** Begin **

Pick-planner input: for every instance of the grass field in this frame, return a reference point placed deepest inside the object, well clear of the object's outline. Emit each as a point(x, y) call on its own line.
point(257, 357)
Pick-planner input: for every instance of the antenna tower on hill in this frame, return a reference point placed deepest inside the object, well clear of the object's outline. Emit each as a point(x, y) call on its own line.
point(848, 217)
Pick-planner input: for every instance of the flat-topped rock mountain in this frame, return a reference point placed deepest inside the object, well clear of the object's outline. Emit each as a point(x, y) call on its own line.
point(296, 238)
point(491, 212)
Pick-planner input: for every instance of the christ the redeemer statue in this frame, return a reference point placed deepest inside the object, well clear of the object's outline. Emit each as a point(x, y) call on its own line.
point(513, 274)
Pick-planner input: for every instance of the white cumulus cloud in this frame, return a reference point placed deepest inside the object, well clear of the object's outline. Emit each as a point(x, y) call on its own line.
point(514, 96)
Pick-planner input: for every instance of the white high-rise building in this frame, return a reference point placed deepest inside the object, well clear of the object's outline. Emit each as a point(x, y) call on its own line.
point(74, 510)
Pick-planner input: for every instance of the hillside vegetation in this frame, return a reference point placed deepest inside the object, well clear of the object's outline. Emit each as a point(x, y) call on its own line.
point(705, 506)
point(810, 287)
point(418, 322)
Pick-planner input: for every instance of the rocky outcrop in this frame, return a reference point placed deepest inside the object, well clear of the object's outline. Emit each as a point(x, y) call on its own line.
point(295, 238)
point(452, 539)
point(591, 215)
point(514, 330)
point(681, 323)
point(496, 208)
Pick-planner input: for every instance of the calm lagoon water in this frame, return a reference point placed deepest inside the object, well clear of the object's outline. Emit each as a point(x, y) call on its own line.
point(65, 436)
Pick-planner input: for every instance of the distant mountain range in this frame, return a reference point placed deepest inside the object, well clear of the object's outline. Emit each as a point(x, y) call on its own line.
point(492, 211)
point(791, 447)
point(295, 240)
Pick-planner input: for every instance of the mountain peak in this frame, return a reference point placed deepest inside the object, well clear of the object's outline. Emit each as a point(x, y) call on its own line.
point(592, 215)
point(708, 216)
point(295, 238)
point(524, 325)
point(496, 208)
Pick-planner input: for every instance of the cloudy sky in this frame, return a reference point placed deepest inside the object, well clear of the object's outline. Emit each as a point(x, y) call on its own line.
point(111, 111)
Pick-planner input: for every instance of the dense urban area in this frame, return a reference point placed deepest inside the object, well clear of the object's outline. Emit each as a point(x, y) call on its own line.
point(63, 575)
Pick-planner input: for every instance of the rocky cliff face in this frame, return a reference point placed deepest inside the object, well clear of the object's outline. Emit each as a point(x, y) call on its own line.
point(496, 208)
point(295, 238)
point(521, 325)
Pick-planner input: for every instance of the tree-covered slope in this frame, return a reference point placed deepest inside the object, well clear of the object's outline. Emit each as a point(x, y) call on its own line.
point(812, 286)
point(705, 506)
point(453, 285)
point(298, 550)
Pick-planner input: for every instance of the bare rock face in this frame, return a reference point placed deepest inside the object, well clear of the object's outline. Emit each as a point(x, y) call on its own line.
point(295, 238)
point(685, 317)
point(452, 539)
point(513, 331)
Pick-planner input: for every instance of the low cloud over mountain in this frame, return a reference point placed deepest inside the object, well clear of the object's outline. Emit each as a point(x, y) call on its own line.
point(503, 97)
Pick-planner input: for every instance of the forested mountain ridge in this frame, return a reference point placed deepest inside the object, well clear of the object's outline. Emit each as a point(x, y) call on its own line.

** End **

◆ PROBLEM DETAILS:
Copy all of the records above word for word, keeping every line as it appears.

◆ OUTPUT FOR THIS TASK:
Pick-planner input: for every instance of the grass field in this frame, return a reference point placed deepest inside the object, well clear of the object's outline. Emit each as a point(x, y) call on its own line.
point(257, 357)
Pick-planner input: for every instance of the antenna tower on hill in this frame, return a reference point placed deepest inside the object, well clear of the object's outline. Emit each as a point(x, y) call on its own line.
point(848, 217)
Pick-planner input: for every instance of the flat-topped rock mountain in this frame, return a reference point placed deepest inside the object, well clear of the object's outline. Emit each as a point(x, y) call on its own line.
point(296, 238)
point(491, 212)
Pick-planner input: for every instance of the christ the redeemer statue in this frame, return a reference point placed deepest inside the object, well clear of the object's outline. Emit each as a point(x, y) call on its own line.
point(513, 274)
Pick-planner input: for every instance of the white cumulus cloud in this frame, return a reference point placed deepest inside the object, well clear of the object's outline. Emit each as a point(x, y) call on its own line.
point(514, 96)
Pick-planner input: for every instance of the white high-rise building in this frame, return a reference point placed deepest inside the object, well clear of the object's outline. Emit each as a point(x, y) call on its own line.
point(74, 510)
Pick-planner input: for every instance of the hillside vegetation in this frame, return a reference point placed deepest inside the object, well clear of the object's outline. Emit each as a point(x, y) call on its own line.
point(705, 506)
point(810, 287)
point(418, 322)
Pick-planner input: for every instance of the rocky outcrop in this frame, return a reference point placed deepest inside the object, well clear of the object's outline. Emit each as a point(x, y) call on its own line.
point(295, 238)
point(452, 539)
point(591, 215)
point(514, 330)
point(681, 323)
point(496, 208)
Pick-planner input: for every instance of the calm lagoon water in this frame, return a reference point placed deepest inside the object, well clear of the object's outline. Emit each as a point(x, y) call on its own line.
point(65, 436)
Pick-planner input: for every instance of the distant mountain range in this frame, return a reference point placed deepest inside the object, well clear of the object's outline. Emit each as a point(x, y) call on its own line.
point(492, 211)
point(791, 447)
point(295, 240)
Pick-planner input: for every instance of the mountain peak in this frame, return a reference point placed deepest inside the object, well clear of the object's outline. Emit each as a point(x, y) call on its own line.
point(592, 215)
point(708, 216)
point(295, 238)
point(524, 325)
point(496, 208)
Pick-planner input: for every instance of the cloudy sky in this frame, return a reference point placed deepest inside the object, well clear of the object's outline. Emit each as a point(x, y) call on its own line.
point(111, 111)
Pick-planner input: for every instance of the dense urban area in this frame, return a reference point placed deepest inside the object, well clear of the object's outline. Emit each as a point(x, y) call on its own line.
point(63, 575)
Pick-planner input: for every instance of the rocky cliff face in this frame, return a reference point placed deepest inside the object, well clear of the object's outline. Emit each as a point(x, y) call on its own line.
point(496, 208)
point(295, 238)
point(521, 325)
Pick-planner input: for every instance of the tree-covered slope in this frame, return a reference point placed deepest inside the object, well clear of the object's outline. Emit each as a point(x, y) call on its own line.
point(812, 286)
point(705, 506)
point(453, 285)
point(298, 550)
Pick-planner input: for every instance of the bare rock face in this frame, return a reference point placed deepest inside the object, well clear of the object's outline. Emit each as a point(x, y) call on its own line.
point(295, 238)
point(685, 317)
point(452, 539)
point(513, 331)
Pick-planner input: for every instance of the low cloud over mountain in this frame, return a reference point placed deepest inside the object, well clear of the object's outline. Emit each as a point(x, y) call on its own line.
point(503, 97)
Pick-planner input: for every instance of the forested mountain ridge in this frame, return a reference point placed deepest inside the object, well clear of the object's outline. Emit each as a point(x, y) call on its own line.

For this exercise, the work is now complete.